■ Part of a data file:
##########
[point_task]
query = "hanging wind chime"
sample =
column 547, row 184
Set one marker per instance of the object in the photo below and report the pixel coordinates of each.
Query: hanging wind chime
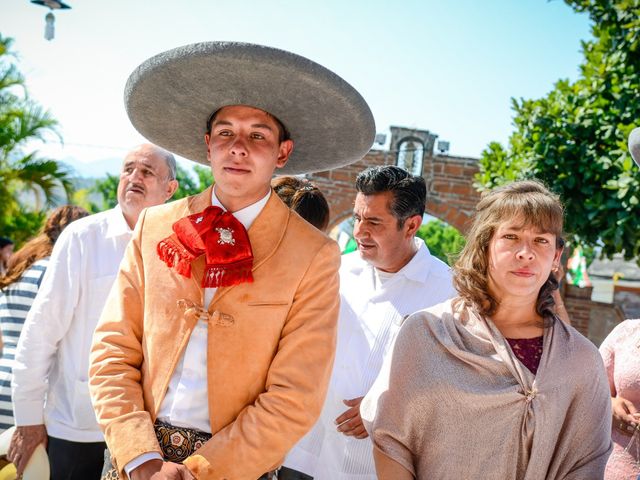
column 49, row 30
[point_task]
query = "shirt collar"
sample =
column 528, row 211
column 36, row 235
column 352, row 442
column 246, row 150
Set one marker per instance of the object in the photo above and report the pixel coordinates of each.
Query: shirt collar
column 246, row 215
column 418, row 267
column 116, row 223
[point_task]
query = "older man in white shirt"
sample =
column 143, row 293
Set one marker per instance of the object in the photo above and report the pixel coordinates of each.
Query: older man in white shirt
column 50, row 391
column 390, row 276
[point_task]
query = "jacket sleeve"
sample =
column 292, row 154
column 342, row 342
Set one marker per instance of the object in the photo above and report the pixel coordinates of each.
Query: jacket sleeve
column 46, row 324
column 116, row 361
column 258, row 439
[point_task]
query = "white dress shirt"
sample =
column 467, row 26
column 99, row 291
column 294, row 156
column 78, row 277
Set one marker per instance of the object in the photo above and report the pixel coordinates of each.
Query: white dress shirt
column 52, row 358
column 373, row 305
column 186, row 403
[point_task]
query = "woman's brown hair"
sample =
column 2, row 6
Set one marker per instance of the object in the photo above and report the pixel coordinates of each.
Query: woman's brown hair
column 41, row 246
column 532, row 203
column 304, row 198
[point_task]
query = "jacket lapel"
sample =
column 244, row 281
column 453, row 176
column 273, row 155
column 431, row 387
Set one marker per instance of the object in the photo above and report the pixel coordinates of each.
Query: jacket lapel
column 198, row 203
column 265, row 234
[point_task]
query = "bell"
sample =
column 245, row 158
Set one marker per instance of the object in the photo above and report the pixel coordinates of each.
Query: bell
column 49, row 26
column 49, row 18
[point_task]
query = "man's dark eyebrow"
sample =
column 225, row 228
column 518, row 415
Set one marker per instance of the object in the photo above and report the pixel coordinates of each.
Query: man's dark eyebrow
column 375, row 219
column 261, row 125
column 255, row 125
column 134, row 162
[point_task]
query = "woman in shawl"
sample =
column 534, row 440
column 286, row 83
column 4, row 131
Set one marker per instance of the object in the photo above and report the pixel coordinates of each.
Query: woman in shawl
column 491, row 384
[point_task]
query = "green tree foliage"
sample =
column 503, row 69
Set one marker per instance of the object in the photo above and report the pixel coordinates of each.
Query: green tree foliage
column 574, row 139
column 444, row 241
column 188, row 185
column 24, row 175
##########
■ Stated problem:
Reproduce every one of the records above word for word, omitting the picture.

■ The response:
[point_task]
query = "hanging wind chime"
sample =
column 547, row 184
Set one marker per instance of the object in the photo below and report the pixel coordinates of each.
Query: hanging wind chime
column 49, row 30
[point_task]
query = "shirt collar"
sample =
column 528, row 211
column 36, row 235
column 352, row 442
column 246, row 150
Set one marker per instance of the object in the photo above and report the pixel coordinates of each.
Query: shirt collar
column 246, row 215
column 418, row 267
column 116, row 223
[point_task]
query = "older man in white shirt"
sample =
column 143, row 293
Set one marker per instance of the object in the photo above and report the pixel coordinates of each.
Query: older man in white shirt
column 50, row 391
column 390, row 276
[point_task]
query = "jacket sleeve"
sample =
column 292, row 154
column 342, row 342
Set one marker per instance of the object in the photo above and report the pixel coordinates of each.
Query: jacket sleeve
column 46, row 324
column 116, row 361
column 258, row 439
[point_task]
query = "white dress shirt"
sample =
column 467, row 26
column 99, row 291
column 294, row 156
column 78, row 277
Set one marker per instance of the object in the photo above and report the pixel coordinates of each.
Query: white dress shirt
column 52, row 358
column 373, row 305
column 186, row 403
[point_task]
query = "woman's brown hair"
sample =
column 2, row 6
Set one marker per instance of the object in the photo above and report the pixel coordinates of each.
Query: woman's brown hair
column 41, row 246
column 532, row 203
column 304, row 198
[point_task]
query = "jacket lapel"
sample =
column 244, row 281
column 453, row 176
column 273, row 155
column 431, row 387
Set one marker per instance of the object in the photo above and report the pixel coordinates of each.
Query: jacket lapel
column 198, row 203
column 265, row 234
[point_task]
query = "bell"
sample =
column 245, row 158
Set one marker per instance of the object in the photo above and report the pixel coordinates of each.
Query: bell
column 49, row 26
column 49, row 18
[point_task]
query = "man's dark eyebrow"
sample =
column 225, row 228
column 518, row 415
Set one marker per instance of the object in the photo above and report the pixel coordinates of each.
Query: man's dark eyebrow
column 375, row 219
column 261, row 125
column 255, row 125
column 134, row 162
[point_task]
query = "woman in shawl"
sample =
column 534, row 440
column 286, row 83
column 4, row 131
Set one marker per instance of the object in the photo above and report the pixel coordinates of each.
Query: woman in shawl
column 491, row 384
[point_task]
query = "green tree foliage"
sample =
column 503, row 69
Set one marker per instance of the object in the photo above and report the pixel coordinates of each.
Query: green tree foliage
column 574, row 139
column 444, row 241
column 188, row 185
column 24, row 175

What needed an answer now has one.